The Gaza-Israeli border has been relatively calm for the past seven weeks, but the quiet appears about to end. Over the weekend of Dec. 21-22, four young Palestinian protesters were killed in clashes with Israeli troops along the border and Hamas' military leadership held back from responding. During last month's violence, Prime Minister Benjamin Netanyahu exercised restraint after hundreds of rockets were fired from Gaza into Israel, his sights set on the planned operation to expose and block the Hezbollah tunnels on Israel’s northern border. Despite domestic criticism of his decision on Gaza, Netanyahu decided to give the arrangement with Hamas a chance. Given the tensions in the south of Israel and the complex set of clashing interests there, Hamas and Israel are occasionally forced to restrain themselves, not always successfully.
Back in Jerusalem Dec. 26, the Knesset voted to disband and the next elections were pushed up from November 2019 to April 9. The Hamas leadership understands that the cease-fire arrangement reached with Israel in November could collapse if a campaigning Netanyahu faces heavy election pressure on the issue. The Israeli political system might not accept Netanyahu conducting business as usual with Hamas. The organization is therefore preparing to challenge Netanyahu so that he does not renege on the deal that has already yielded a series of achievements for them.
I can testify firsthand to the extent that Israeli politics affect decisions by Hamas. On the eve of Operation Cast Lead in late December 2008, I covered the voyage of a small aid vessel that departed from Limassol in Cyprus bound for Gaza. The winds of war were already buffeting the Strip. When the boat docked in Gaza on Dec. 20, Abed Haniyeh, the son of Ismail Haniyeh, who was at the time the prime minister of Gaza and currently heads the organization’s political bureau, approached me. He wanted to know whether I thought Israel was heading for war against Gaza with the 2009 elections two months away.

* * *

# [Requirement]
Please state the date to which the next Israeli elections were moved, according to the article on the Gaza-Israel border.

[Source data]
* * *

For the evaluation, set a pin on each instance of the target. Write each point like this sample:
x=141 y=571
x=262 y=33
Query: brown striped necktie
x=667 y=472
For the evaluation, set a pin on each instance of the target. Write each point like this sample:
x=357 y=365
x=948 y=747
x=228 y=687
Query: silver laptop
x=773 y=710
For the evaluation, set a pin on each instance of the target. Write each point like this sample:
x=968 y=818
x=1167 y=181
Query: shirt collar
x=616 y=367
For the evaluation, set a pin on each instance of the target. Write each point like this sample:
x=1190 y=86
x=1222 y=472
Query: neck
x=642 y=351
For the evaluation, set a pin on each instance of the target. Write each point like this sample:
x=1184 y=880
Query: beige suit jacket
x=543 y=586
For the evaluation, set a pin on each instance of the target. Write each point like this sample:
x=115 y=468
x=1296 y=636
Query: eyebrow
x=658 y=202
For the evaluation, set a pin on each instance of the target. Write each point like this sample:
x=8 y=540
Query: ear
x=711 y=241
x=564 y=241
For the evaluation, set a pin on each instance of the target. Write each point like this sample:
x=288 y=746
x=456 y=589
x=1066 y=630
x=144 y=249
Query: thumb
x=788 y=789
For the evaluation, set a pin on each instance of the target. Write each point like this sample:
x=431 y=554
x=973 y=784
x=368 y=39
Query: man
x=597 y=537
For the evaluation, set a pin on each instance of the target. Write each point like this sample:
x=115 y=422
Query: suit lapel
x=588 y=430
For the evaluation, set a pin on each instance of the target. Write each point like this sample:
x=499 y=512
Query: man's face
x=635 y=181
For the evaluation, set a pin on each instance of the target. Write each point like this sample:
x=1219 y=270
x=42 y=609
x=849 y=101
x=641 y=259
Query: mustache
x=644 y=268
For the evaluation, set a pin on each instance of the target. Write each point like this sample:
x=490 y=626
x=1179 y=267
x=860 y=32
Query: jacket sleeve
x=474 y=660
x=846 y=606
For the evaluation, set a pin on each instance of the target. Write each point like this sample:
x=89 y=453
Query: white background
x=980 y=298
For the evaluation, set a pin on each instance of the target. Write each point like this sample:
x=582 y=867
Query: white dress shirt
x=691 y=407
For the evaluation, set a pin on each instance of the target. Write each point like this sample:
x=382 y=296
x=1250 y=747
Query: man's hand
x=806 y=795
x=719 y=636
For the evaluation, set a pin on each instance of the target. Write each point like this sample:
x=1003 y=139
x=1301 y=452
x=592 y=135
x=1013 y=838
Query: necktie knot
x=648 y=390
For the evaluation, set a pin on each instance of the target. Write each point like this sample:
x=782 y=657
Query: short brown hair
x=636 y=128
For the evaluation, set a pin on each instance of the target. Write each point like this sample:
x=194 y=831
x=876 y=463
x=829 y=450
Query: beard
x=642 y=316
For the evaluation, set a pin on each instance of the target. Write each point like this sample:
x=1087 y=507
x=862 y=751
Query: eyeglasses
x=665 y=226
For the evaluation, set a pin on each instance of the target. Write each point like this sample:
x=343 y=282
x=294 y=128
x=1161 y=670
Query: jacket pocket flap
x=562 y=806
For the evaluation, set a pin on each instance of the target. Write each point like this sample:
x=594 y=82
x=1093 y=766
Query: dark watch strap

* * *

# [Task result]
April 9